DIRECTION A:
In the article on David Cook's testimony, what company do Cook and his wife own and operate?
DIRECTION B:
Please turn the paragraph of the article on David Cook's testimony that begins "WASHINGTON (May 24, 2017)" into a short bulleted list that keeps its main facts.
DIRECTION C:
Extend the article on David Cook's testimony with a few more sentences, picking up after its final line.

ARTICLE:
☆ ☆ ☆

WASHINGTON (May 24, 2017) – Arizona rancher David Cook testified before the U.S. House Natural Resources Subcommittee on Oversight and Investigations today, calling on Congress to remove layers of red tape and bureaucracy that have become detrimental to the management and health of public lands. Specifically, Cook addressed the Federal Land Policy and Management Act (FLPMA) and the Wilderness Act.
“I do not believe it was the intent of Congress to disenfranchise communities like mine when laws like FLPMA and the Wilderness Act were originally enacted, but that is certainly where we have ended up,” explained Cook. “The burden of compliance with these processes – not to mention the struggle to have our voice as a stakeholder heard and respected has become the dominant consumer of time and resources for anyone or any entity interacting with federally-managed lands.”
Cook and his wife, Diana, own and operate DC Cattle Company, as well as partner in several ranches in Gila County, Ariz. Gila., which spans 4,800 square miles and contains less than 5 percent private deeded land. All of the ranches Cook operates must utilize a federal grazing permit with the Tonto National forest to remain economically viable.

☆ ☆ ☆

GIVEN INFORMATION:

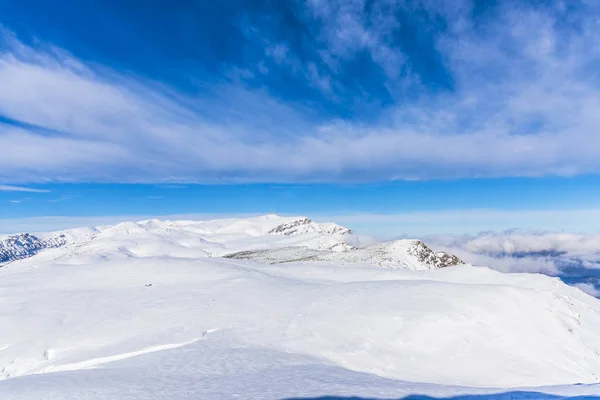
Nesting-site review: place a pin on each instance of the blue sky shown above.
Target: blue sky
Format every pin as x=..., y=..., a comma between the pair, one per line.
x=399, y=117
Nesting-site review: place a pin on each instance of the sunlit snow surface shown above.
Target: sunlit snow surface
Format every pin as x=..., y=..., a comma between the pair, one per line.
x=137, y=313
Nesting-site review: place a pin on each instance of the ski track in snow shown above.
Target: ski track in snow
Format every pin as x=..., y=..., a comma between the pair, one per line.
x=103, y=360
x=83, y=320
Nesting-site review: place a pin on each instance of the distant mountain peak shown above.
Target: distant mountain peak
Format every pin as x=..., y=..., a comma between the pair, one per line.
x=24, y=245
x=306, y=225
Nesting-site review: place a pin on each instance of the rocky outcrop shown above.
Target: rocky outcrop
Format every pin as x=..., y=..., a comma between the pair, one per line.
x=23, y=245
x=306, y=225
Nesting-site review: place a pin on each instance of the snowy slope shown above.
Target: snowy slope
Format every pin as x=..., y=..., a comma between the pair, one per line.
x=400, y=254
x=268, y=238
x=136, y=309
x=454, y=326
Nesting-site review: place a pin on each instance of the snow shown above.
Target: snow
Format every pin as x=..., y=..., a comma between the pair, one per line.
x=148, y=310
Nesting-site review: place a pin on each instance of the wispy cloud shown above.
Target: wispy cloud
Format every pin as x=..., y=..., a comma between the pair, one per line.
x=523, y=102
x=19, y=201
x=12, y=188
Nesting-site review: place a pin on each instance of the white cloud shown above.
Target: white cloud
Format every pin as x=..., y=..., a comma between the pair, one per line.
x=524, y=103
x=588, y=288
x=546, y=252
x=13, y=188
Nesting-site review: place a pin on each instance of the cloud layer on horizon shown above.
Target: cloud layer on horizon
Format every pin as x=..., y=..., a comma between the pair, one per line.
x=521, y=99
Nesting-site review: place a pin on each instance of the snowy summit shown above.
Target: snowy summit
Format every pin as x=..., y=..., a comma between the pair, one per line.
x=278, y=307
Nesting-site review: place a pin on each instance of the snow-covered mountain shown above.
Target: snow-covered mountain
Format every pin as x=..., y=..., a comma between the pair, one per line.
x=399, y=254
x=152, y=309
x=268, y=238
x=23, y=245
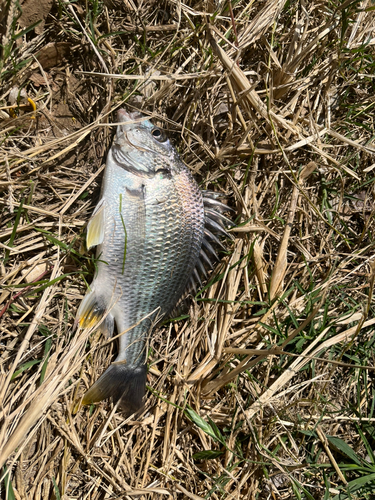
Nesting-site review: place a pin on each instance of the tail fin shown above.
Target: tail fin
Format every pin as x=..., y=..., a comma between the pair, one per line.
x=91, y=311
x=122, y=382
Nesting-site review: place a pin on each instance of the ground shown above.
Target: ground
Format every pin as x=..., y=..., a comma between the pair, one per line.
x=264, y=389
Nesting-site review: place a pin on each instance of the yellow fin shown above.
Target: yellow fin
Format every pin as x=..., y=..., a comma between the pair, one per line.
x=91, y=311
x=95, y=227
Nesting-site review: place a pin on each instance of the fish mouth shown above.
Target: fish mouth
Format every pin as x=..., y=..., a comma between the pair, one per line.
x=125, y=116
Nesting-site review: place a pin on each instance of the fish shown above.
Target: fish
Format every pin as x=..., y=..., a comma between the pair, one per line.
x=155, y=231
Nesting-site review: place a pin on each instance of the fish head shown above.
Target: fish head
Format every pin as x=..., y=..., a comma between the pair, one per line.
x=141, y=147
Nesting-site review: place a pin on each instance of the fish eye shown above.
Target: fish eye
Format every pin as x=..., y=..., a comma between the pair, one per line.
x=158, y=134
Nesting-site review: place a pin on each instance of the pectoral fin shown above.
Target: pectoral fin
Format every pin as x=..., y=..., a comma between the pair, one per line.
x=96, y=226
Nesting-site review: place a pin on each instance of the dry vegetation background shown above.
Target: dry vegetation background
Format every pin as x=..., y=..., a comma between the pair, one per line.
x=265, y=391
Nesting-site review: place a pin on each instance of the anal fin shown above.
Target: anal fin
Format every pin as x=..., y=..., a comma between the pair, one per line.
x=96, y=226
x=91, y=311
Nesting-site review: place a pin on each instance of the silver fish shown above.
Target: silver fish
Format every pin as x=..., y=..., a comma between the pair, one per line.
x=152, y=228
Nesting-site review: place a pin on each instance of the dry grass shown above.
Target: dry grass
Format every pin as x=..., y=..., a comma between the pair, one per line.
x=266, y=390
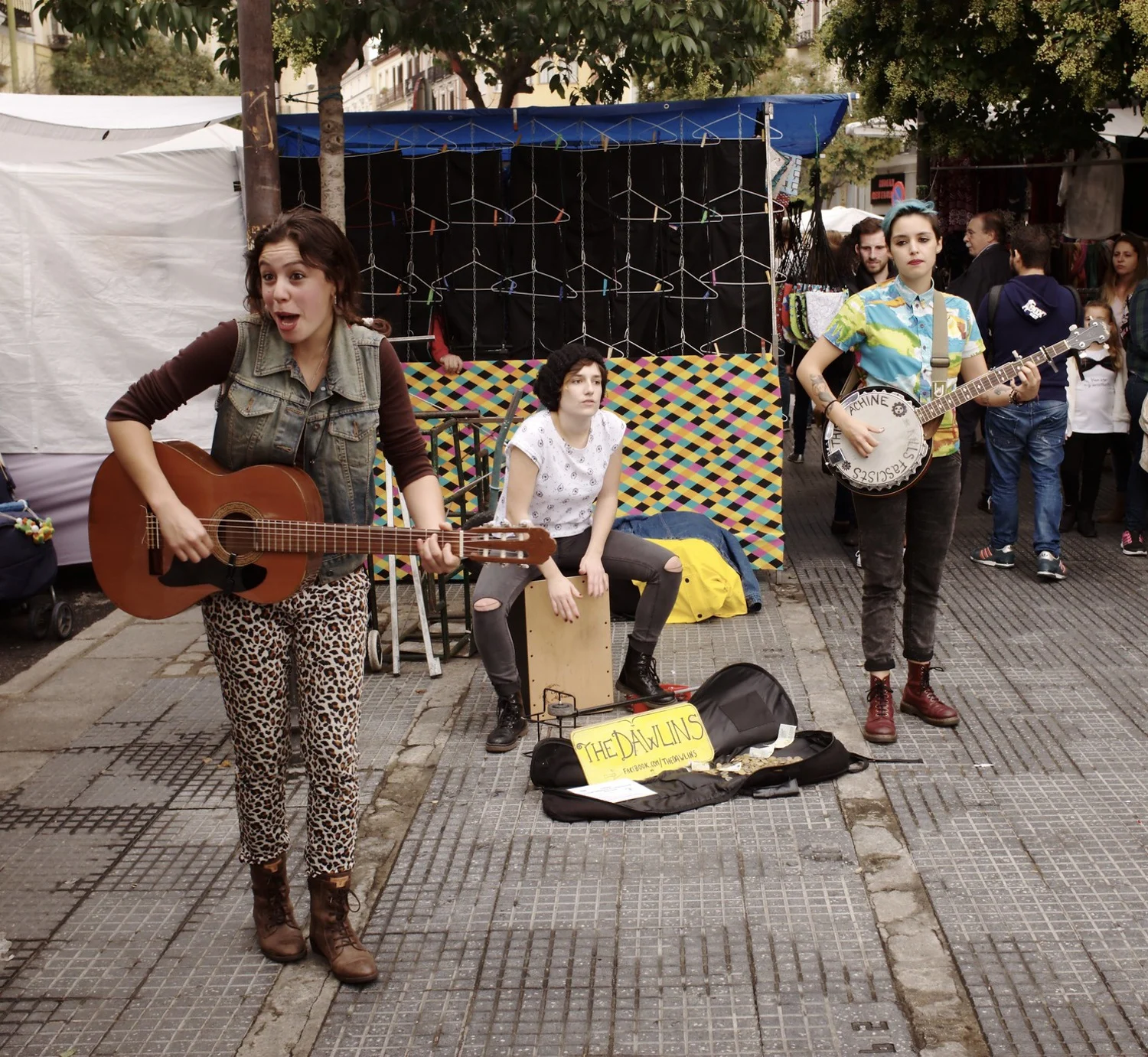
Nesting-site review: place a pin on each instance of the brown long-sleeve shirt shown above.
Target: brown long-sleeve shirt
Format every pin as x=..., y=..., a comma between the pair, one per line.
x=206, y=363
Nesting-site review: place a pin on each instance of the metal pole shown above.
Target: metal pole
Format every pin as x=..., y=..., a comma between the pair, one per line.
x=13, y=64
x=257, y=91
x=773, y=250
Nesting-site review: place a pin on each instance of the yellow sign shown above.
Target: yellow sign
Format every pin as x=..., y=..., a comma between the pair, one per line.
x=643, y=745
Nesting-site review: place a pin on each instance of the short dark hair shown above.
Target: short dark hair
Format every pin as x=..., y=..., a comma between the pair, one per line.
x=994, y=224
x=321, y=245
x=559, y=365
x=1033, y=247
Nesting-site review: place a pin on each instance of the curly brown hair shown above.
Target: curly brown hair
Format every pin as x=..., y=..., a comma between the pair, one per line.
x=321, y=245
x=560, y=365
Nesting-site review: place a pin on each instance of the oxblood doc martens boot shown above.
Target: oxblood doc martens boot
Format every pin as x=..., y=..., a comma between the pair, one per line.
x=920, y=699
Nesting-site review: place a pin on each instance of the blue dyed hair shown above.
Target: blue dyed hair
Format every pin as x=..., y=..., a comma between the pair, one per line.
x=911, y=206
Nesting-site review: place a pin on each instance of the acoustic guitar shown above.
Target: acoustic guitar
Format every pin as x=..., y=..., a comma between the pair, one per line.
x=266, y=531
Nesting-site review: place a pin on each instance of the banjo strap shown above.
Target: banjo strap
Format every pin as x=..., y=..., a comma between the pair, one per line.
x=939, y=360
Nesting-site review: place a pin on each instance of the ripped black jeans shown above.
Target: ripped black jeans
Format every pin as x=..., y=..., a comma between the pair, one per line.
x=622, y=556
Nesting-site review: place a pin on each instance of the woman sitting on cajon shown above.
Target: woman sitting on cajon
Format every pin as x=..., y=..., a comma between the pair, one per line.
x=563, y=472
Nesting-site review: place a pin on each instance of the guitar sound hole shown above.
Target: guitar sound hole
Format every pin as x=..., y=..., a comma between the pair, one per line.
x=238, y=533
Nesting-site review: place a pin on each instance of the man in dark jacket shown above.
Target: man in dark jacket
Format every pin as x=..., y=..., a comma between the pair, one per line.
x=987, y=238
x=1035, y=310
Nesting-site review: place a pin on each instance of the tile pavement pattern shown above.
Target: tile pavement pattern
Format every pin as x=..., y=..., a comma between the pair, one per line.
x=743, y=930
x=736, y=930
x=126, y=907
x=1029, y=823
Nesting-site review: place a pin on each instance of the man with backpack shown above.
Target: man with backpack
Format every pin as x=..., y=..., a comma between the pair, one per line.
x=987, y=238
x=1032, y=310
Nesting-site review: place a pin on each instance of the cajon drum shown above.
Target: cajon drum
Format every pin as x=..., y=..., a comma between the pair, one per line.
x=573, y=657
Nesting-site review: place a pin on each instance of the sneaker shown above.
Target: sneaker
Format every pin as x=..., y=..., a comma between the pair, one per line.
x=1133, y=545
x=1049, y=566
x=1003, y=558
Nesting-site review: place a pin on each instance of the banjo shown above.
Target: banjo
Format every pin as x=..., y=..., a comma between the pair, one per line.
x=905, y=449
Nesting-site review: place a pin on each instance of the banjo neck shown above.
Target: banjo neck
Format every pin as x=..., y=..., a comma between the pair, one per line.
x=936, y=408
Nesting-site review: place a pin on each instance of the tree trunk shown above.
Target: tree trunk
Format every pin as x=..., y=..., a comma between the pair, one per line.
x=473, y=92
x=332, y=142
x=514, y=80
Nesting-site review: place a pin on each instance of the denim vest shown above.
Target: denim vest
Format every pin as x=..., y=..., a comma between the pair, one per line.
x=266, y=413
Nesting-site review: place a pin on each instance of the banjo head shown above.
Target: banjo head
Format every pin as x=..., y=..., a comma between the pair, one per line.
x=902, y=450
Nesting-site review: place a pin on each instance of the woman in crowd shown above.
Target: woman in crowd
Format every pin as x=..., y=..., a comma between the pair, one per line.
x=563, y=472
x=305, y=383
x=1127, y=266
x=1097, y=420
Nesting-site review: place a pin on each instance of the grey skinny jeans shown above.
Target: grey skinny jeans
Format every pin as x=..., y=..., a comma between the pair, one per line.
x=923, y=517
x=622, y=556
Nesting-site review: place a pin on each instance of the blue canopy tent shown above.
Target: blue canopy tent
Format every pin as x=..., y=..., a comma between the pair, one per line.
x=645, y=231
x=801, y=126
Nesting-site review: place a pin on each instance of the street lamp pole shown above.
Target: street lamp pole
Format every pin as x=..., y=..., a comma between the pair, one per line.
x=257, y=91
x=13, y=64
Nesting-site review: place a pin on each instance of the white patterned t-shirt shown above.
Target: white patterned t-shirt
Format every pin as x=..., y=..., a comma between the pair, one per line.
x=569, y=479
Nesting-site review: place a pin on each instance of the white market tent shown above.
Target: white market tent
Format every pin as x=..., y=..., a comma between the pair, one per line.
x=840, y=217
x=124, y=241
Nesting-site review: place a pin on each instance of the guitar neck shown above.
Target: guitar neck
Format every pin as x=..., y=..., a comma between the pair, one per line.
x=308, y=537
x=311, y=537
x=936, y=408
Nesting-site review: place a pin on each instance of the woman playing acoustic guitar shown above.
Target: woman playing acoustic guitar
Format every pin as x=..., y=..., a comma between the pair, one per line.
x=305, y=383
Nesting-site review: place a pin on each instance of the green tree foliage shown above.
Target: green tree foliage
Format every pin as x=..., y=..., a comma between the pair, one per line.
x=992, y=77
x=158, y=68
x=672, y=43
x=507, y=41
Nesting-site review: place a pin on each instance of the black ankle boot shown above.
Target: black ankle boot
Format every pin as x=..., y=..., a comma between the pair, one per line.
x=640, y=677
x=510, y=726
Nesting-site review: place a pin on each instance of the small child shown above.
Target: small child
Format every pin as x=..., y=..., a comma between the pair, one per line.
x=1097, y=420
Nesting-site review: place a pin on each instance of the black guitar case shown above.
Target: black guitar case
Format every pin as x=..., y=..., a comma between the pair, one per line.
x=739, y=705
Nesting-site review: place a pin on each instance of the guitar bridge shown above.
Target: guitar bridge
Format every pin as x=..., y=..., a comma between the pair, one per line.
x=154, y=545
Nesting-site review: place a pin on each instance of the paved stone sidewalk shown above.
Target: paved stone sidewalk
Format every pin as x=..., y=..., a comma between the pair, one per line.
x=1029, y=824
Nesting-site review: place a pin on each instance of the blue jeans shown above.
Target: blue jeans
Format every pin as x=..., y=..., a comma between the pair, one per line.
x=1037, y=431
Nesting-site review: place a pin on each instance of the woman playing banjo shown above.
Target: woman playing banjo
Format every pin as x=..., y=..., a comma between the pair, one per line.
x=889, y=328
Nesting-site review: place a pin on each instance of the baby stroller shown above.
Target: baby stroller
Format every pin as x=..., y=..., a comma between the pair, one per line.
x=28, y=566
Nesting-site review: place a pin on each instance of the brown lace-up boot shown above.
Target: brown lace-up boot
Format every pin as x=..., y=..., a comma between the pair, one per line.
x=280, y=938
x=331, y=930
x=920, y=699
x=879, y=726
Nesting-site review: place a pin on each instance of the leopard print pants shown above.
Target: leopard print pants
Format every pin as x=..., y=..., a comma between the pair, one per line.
x=252, y=645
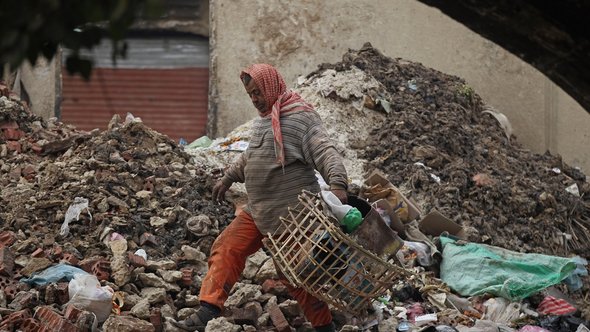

☆ ☆ ☆

WRITTEN ANSWER A:
DC Cattle Company.

WRITTEN ANSWER B:
- On May 24, 2017, Arizona rancher David Cook testified before the U.S. House Natural Resources Subcommittee on Oversight and Investigations.
- He called on Congress to remove red tape and bureaucracy that harm the management and health of public lands.
- He addressed the Federal Land Policy and Management Act (FLPMA) and the Wilderness Act.

WRITTEN ANSWER C:
FLPMA was enacted in 1976 with the intent to provide direction for the management of public lands, which would emphasize and protect the mandate for multiple use and sustained yield. In his testimony, however, Cook explained that the reality was different.
“Unfortunately and unintentionally, the delegation of authority from Congress to the land management agencies and the resulting unchecked authority over land-use planning has been abused by administrators and capitalized on by radical environmental groups through relentless offensive litigation,” said Cook. “This has led to further restrictions on public lands, specifically for permitted activities, thereby eroding the intent of multiple use. The intent to consult with local governments has not been properly used and instead we have seen de-prioritization of local input in the planning process.”
One example, Cook said, was the “Salt River Six,” which was comprised of six forest service allotments along the Salt River that needed permit renewals.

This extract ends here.